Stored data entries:
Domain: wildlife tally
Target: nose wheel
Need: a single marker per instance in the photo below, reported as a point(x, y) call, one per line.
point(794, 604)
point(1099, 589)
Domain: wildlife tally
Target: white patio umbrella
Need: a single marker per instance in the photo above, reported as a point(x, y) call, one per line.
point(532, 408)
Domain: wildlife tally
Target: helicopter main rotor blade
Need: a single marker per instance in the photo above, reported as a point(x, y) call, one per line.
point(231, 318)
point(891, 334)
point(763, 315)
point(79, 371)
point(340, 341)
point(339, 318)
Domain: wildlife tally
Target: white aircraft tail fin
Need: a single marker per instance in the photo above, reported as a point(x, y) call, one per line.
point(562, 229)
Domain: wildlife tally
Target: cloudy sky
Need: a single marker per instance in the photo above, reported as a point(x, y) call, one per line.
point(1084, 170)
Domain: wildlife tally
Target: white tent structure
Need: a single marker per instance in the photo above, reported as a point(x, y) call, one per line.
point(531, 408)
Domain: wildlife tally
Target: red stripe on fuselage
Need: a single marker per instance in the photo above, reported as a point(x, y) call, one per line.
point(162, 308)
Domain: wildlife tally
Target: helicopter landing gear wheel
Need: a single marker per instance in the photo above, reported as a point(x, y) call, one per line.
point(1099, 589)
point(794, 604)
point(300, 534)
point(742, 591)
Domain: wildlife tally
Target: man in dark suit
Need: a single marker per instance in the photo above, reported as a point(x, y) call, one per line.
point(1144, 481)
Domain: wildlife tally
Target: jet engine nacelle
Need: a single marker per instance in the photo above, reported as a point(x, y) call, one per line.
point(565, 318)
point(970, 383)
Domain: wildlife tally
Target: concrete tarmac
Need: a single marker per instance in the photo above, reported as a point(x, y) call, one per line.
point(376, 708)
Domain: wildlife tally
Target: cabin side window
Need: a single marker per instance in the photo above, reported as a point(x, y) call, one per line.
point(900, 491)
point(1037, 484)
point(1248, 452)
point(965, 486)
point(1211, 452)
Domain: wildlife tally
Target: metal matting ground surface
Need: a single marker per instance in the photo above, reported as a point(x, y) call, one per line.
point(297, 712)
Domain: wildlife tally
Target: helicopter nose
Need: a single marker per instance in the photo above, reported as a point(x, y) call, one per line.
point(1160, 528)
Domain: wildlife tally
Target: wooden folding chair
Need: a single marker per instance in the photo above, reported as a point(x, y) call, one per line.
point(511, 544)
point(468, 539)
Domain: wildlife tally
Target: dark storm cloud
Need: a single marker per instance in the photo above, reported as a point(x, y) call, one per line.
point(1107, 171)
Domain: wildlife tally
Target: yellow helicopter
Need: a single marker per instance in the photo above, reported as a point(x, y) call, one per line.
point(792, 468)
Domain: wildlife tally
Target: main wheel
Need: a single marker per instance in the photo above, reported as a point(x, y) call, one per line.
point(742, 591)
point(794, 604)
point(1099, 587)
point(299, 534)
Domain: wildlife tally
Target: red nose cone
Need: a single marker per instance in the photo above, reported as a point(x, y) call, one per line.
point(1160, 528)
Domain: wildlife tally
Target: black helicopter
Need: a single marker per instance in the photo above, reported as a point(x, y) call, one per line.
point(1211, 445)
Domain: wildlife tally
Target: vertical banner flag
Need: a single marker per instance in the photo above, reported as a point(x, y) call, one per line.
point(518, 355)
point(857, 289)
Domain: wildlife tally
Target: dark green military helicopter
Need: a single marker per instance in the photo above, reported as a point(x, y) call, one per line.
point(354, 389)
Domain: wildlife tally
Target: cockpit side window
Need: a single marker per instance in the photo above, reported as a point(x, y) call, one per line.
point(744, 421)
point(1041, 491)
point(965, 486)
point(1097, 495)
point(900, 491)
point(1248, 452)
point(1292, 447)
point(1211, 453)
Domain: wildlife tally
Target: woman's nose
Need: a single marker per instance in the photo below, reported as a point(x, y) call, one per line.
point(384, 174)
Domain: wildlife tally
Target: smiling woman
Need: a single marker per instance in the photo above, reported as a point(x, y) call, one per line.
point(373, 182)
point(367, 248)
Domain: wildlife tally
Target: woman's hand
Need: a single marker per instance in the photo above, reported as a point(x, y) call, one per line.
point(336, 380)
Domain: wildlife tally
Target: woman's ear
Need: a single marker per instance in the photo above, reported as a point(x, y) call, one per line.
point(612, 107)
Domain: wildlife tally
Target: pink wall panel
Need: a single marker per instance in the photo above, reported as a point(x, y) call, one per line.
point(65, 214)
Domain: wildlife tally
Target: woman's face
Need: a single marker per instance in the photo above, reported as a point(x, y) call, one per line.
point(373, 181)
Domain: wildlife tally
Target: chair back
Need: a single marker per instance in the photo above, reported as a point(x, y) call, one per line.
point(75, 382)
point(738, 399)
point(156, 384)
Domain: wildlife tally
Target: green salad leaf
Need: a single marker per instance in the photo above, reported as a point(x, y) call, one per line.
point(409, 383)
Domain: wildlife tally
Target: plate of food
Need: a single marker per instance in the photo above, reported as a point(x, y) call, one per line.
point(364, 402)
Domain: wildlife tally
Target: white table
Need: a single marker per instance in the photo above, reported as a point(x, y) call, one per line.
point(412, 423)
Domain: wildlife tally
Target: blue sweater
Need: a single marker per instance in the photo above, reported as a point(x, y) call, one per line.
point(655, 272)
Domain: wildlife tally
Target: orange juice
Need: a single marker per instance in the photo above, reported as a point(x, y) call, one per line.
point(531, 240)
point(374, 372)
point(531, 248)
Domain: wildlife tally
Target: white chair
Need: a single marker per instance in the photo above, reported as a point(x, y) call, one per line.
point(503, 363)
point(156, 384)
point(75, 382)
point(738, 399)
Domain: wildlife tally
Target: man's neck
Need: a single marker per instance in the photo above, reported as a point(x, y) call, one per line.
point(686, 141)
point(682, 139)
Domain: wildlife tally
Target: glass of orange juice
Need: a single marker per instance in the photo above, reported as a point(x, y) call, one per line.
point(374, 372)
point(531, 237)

DIRECTIONS >>
Gather every line of the entries above that contains the word "white". Case counts, so match it only as written in that form.

THE REPLY >>
Target: white patio umbrella
Target: white aircraft tail fin
Target: white tent structure
Target: white table
Target: white chair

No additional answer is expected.